**Your objective:**
In every one of the lines below, replace "instance" with "object" and leave all other text unchanged. Omit the pictures from your answer.

Boundary labeling items:
+ + + + +

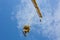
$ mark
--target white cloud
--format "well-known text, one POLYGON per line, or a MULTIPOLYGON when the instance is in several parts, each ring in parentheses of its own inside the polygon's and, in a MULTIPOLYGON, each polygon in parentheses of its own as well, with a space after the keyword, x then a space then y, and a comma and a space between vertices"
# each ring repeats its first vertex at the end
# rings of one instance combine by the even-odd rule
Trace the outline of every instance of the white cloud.
MULTIPOLYGON (((49 40, 51 39, 60 40, 59 39, 60 38, 60 31, 59 31, 60 30, 60 25, 59 25, 60 24, 60 21, 59 21, 60 20, 59 18, 60 3, 58 4, 57 9, 55 9, 55 11, 52 11, 51 5, 48 2, 49 1, 47 0, 46 1, 37 0, 39 7, 41 5, 44 5, 44 7, 41 8, 43 19, 42 19, 42 22, 40 23, 39 17, 37 15, 37 12, 31 0, 21 0, 21 4, 17 6, 18 11, 16 14, 18 29, 22 30, 25 24, 30 24, 31 31, 33 31, 34 33, 37 33, 37 35, 40 35, 42 31, 42 36, 47 36, 49 40), (52 15, 52 12, 54 12, 54 16, 52 15), (34 25, 37 25, 37 27, 35 27, 34 25)), ((21 33, 21 36, 22 36, 22 33, 21 33)), ((33 38, 34 38, 34 35, 33 35, 33 38)))

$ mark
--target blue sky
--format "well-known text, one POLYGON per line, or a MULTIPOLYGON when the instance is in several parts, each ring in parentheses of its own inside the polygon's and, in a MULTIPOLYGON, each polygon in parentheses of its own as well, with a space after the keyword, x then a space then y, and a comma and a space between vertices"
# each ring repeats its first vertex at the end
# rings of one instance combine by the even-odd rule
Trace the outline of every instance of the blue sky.
POLYGON ((36 0, 42 22, 31 0, 0 0, 0 40, 60 40, 60 1, 36 0), (22 28, 29 24, 24 37, 22 28))

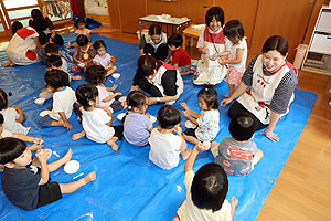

+ + + + +

**Output of the exercise:**
$ mark
--target white cloud
--format "well-known text, one POLYGON per line, or a MULTIPOLYGON when the object is in several parts, each ring in parentheses of its own inside the polygon's and, in a MULTIPOLYGON, each polygon in parentheses of its own as well, with a space after the keyword, x then a space then y, and a comma and a space between vertices"
# each ring repeats its first vertex at the end
# rings of one object combine by the even-odd rule
Trace the outline of every object of the white cloud.
MULTIPOLYGON (((49 40, 51 39, 60 40, 59 39, 60 38, 60 31, 59 31, 60 30, 60 25, 59 25, 60 24, 60 21, 59 21, 60 20, 59 18, 60 3, 58 4, 57 9, 55 9, 55 11, 52 11, 51 5, 48 2, 49 1, 47 0, 46 1, 37 0, 39 7, 41 5, 44 5, 44 7, 41 8, 43 19, 42 19, 42 22, 40 23, 39 17, 37 15, 37 12, 31 0, 21 0, 21 4, 17 6, 18 11, 16 14, 18 29, 22 30, 25 24, 30 24, 31 31, 33 31, 34 33, 37 33, 37 35, 40 35, 42 31, 42 36, 47 36, 49 40), (52 15, 52 12, 54 12, 54 16, 52 15), (34 25, 37 25, 37 27, 35 27, 34 25)), ((21 33, 21 36, 22 36, 22 33, 21 33)), ((33 38, 34 38, 34 35, 33 35, 33 38)))

$ mark
--target blue sky
--format "well-known text, one POLYGON per line, or a MULTIPOLYGON when the object is in several parts, each ring in parentheses of its own inside the polygon's and, in a MULTIPOLYGON, each polygon in parentheses of its own as well, with a space after the keyword, x then a space then y, and a comma and a space between vertices"
# each ring repeats its first vertex at the end
# rings of one object combine by the even-odd rule
Trace the outline of every object of the blue sky.
POLYGON ((36 0, 42 22, 31 0, 0 0, 0 40, 60 40, 60 1, 36 0), (22 28, 29 24, 24 37, 22 28))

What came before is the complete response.